HOW TO COMPLETE THIS TASK: Please repeat, exactly and with nothing extra, the line containing "pale blue sky shown above." and every line after it up to the end of the material.
Start of RECORD SET
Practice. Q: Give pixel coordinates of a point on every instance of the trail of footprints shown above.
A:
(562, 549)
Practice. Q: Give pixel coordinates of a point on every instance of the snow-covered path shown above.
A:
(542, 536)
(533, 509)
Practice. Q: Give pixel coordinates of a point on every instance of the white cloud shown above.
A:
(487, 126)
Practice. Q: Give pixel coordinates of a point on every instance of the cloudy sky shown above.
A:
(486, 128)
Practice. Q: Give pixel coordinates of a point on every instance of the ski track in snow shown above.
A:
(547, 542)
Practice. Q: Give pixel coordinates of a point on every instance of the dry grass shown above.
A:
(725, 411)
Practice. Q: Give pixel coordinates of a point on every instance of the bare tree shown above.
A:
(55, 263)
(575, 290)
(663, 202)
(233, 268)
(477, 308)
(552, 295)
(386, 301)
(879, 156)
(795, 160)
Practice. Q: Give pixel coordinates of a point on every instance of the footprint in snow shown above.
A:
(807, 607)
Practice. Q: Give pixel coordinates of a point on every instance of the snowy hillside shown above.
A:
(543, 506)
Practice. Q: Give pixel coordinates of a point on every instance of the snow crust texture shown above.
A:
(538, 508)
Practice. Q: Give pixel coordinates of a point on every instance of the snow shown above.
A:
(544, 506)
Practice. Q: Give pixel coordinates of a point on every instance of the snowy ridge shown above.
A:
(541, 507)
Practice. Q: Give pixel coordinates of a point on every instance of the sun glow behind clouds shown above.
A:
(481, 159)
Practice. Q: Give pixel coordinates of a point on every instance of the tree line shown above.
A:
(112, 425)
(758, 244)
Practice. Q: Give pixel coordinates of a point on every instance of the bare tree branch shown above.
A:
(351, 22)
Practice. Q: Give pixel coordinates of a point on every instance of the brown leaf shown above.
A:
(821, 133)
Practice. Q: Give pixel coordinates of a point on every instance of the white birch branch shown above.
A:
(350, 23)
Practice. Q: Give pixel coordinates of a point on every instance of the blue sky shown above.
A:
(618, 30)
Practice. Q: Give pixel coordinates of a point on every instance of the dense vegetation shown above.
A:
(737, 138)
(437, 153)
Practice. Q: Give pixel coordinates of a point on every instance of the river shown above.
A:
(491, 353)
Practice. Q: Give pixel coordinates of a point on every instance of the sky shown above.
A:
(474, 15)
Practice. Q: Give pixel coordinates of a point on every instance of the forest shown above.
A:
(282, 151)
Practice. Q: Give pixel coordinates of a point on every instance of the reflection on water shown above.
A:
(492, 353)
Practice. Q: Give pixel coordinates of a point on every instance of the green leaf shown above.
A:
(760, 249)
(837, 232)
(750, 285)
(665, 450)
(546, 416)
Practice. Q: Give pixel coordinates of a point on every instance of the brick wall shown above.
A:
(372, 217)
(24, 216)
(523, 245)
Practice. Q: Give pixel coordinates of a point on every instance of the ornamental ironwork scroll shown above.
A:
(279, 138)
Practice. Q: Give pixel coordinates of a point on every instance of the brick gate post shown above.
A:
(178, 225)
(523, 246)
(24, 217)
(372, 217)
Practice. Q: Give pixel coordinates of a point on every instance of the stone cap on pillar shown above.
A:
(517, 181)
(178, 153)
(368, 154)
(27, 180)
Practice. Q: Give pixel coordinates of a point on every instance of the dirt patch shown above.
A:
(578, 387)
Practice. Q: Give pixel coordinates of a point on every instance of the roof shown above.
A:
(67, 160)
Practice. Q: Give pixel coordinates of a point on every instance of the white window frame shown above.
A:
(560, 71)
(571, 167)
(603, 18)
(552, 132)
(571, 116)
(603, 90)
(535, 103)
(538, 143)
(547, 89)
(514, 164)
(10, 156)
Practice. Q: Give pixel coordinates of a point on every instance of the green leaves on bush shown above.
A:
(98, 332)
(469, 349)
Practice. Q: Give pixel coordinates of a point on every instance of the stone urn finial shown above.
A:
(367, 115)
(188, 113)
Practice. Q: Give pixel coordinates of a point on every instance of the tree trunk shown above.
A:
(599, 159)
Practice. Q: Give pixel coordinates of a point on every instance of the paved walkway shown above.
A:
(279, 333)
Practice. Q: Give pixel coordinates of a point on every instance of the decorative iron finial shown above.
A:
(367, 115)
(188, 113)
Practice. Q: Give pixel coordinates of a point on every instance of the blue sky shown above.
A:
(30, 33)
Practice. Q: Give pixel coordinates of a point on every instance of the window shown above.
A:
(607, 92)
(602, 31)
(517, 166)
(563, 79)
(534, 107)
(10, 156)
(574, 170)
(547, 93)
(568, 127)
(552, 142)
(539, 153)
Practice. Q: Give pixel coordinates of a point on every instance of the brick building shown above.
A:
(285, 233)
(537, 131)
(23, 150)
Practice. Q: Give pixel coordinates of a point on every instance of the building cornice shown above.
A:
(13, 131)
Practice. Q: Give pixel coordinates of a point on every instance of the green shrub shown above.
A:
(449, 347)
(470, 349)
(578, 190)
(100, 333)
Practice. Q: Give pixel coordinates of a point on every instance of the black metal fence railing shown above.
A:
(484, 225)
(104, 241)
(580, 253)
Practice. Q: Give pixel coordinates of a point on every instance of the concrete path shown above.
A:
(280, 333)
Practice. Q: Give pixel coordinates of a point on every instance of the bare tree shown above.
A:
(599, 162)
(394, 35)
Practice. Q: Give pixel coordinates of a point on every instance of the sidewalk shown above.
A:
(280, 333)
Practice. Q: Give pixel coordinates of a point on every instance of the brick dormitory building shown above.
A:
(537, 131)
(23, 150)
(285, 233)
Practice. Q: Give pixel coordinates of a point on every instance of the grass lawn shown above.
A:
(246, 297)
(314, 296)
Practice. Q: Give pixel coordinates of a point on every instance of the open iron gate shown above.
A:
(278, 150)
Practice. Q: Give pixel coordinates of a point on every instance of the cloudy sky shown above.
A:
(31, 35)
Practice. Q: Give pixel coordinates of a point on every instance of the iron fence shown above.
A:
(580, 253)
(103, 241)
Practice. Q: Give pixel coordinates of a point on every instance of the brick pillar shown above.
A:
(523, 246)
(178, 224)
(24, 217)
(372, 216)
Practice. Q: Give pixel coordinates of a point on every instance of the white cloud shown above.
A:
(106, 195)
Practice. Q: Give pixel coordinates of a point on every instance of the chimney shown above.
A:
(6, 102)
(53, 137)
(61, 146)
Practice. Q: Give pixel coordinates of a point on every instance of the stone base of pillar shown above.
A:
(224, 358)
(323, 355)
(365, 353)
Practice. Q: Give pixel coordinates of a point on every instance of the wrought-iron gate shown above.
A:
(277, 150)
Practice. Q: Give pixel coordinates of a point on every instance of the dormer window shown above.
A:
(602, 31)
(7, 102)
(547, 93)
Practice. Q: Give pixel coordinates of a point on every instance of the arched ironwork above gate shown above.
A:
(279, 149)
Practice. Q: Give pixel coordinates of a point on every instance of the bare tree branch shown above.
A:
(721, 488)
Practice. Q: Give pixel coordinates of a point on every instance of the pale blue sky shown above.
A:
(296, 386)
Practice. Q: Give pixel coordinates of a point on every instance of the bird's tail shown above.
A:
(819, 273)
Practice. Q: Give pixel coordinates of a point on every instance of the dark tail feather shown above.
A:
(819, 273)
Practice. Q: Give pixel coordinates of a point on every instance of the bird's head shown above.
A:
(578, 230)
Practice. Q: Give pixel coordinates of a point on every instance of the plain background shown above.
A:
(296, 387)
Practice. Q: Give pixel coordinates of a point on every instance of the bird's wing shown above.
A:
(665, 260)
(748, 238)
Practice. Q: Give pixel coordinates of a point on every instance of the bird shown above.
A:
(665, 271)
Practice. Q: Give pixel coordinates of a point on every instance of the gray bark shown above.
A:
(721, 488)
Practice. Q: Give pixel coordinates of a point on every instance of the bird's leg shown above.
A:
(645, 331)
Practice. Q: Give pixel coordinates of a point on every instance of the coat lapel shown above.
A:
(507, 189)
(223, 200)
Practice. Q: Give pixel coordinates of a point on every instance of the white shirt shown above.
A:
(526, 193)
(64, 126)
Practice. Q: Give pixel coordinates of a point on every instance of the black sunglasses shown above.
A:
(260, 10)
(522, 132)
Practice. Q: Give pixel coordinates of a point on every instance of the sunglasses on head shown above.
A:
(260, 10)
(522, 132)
End of RECORD SET
ANSWER TO THIS PROBLEM:
Practice. Q: Give pixel coordinates of a point on every instance of the pale blue sky shown above.
A:
(296, 386)
Practice. Q: Give pixel coordinates of a point on every instance of the bird's tail shown above.
A:
(819, 273)
Practice. Q: Give pixel coordinates of a point on every instance of the dark tail feather shown above.
A:
(819, 273)
Practice. Q: Give pixel coordinates of a point on every instance of the bird's head shown above.
A:
(578, 230)
Practice. Q: Give pixel coordinates of a point on every instance of the plain background shown above.
A:
(296, 387)
Practice. Q: Give pixel coordinates of a point on every instance of the bird's wing shown above.
A:
(665, 260)
(748, 238)
Practice. Q: Give pixel coordinates of a point on every instance of the bird shown above.
A:
(665, 271)
Practice. Q: Give pixel coordinates of a point on every instance of the gray bark shown above.
A:
(721, 488)
Practice. Q: Give pixel coordinates of a point on every instance of the bird's leg shown above.
A:
(645, 331)
Practice. Q: Give pixel coordinates of a point on every instance of the coat lapel shown above.
A:
(507, 189)
(223, 200)
Practice. Q: Give pixel coordinates of a point on every instance of the white shirt shown above.
A:
(526, 193)
(64, 126)
Practice. Q: Give pixel coordinates of a point on every instance of the black sunglasses shown above.
A:
(260, 10)
(522, 132)
Practice. Q: Give pixel coordinates of a point on every instance of the sunglasses on head shown above.
A:
(260, 10)
(522, 132)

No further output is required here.